INPUT MATERIAL:
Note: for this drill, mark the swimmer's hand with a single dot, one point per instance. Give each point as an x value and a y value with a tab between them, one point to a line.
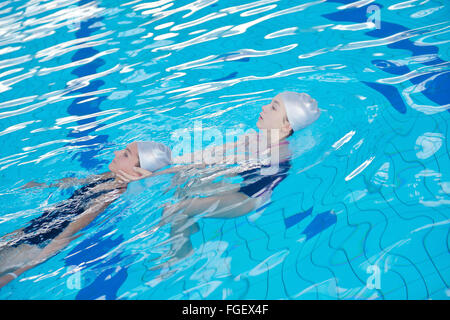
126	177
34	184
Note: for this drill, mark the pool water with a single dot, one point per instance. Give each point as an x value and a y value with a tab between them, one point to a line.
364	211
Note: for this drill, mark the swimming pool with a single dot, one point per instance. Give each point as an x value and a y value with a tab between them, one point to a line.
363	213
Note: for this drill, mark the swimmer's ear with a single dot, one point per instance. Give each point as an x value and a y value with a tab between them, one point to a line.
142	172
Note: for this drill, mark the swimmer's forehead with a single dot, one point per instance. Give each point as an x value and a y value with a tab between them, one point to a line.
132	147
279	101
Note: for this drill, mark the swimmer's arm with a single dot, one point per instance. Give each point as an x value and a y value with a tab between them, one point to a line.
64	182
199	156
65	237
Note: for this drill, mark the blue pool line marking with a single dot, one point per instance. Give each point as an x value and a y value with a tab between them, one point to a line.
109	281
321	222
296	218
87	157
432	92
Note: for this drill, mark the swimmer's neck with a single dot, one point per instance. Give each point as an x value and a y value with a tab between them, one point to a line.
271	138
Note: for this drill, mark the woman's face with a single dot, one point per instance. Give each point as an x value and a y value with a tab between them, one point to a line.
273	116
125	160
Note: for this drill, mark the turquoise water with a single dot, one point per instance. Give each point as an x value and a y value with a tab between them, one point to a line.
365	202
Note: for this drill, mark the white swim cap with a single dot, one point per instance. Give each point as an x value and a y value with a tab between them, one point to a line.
--
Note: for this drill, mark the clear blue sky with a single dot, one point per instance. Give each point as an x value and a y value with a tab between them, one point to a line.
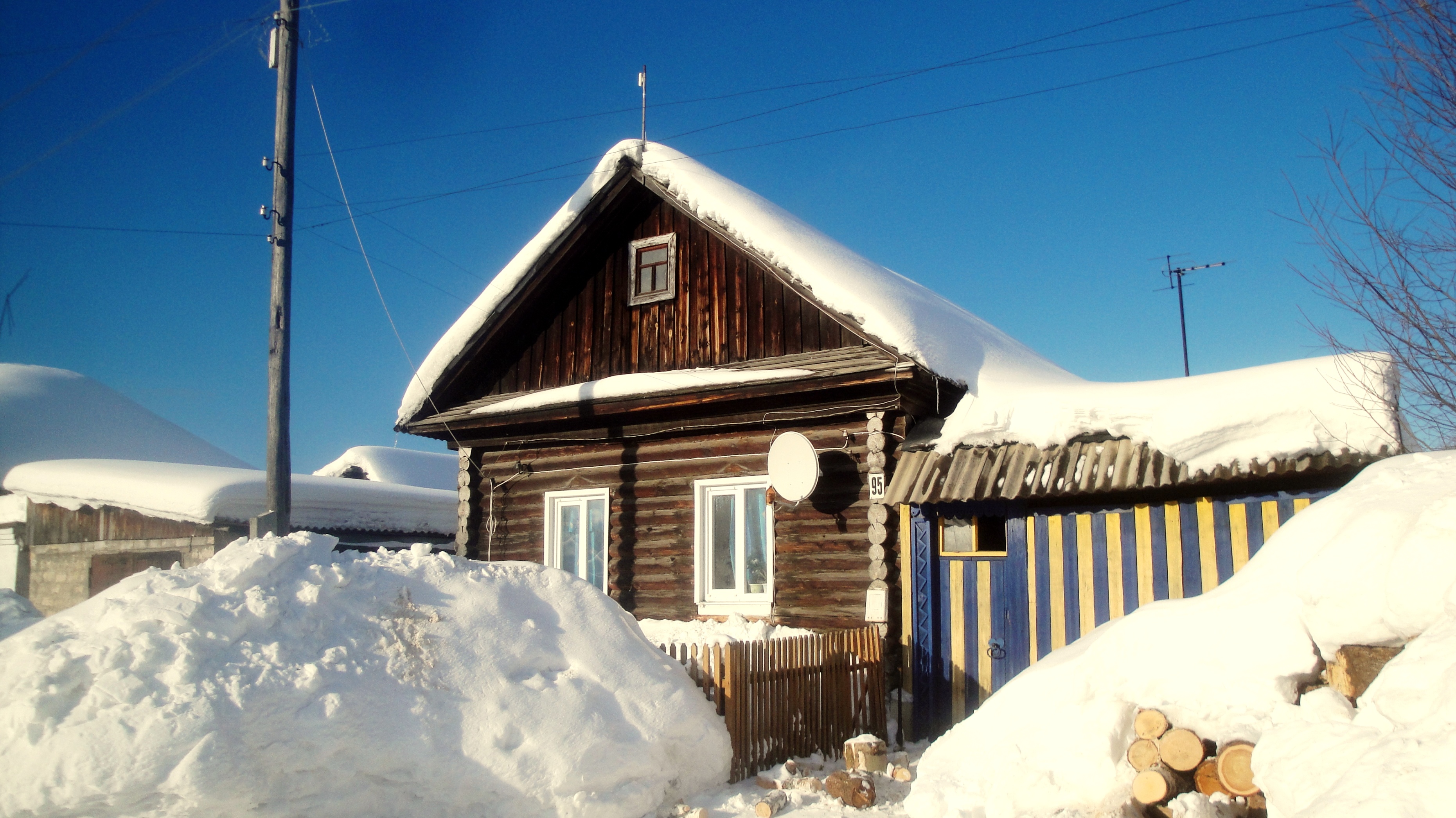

GOAL: Please write out the data again, everything from the line containing "Note: for this drill, mark the blue" down to the line containing "Note: for this drill, mark the white", both of those lines included, and shift every x and y coordinate up by 114.

TASK ANSWER:
Note: for this drill, mark the blue pool line marking with a single dot, one point per instance. Give each point as an x value and a y value with a tab between them, one point to a line.
223	395
435	336
410	332
201	271
546	206
Note: for this drill, mark the swimmer's neck with a single dot, one point per instance. Give each point as an x value and a y value with a tab between them, one point to a line.
385	252
Note: for this drill, mark the woman's face with a single dot, one point per instance. Give each point as an x value and a y value with a tab between them, one point to a line.
387	230
239	274
Note: for this drill, mark the turquoise water with a single dot, one point per instance. Give each point as an x value and a y value with a tab between them, one point to a line.
479	316
Note: for this drill, mark the white swim cap with a single dot, one point per instance. Give each point as an x value and a y value with a tab between them, one point to a line.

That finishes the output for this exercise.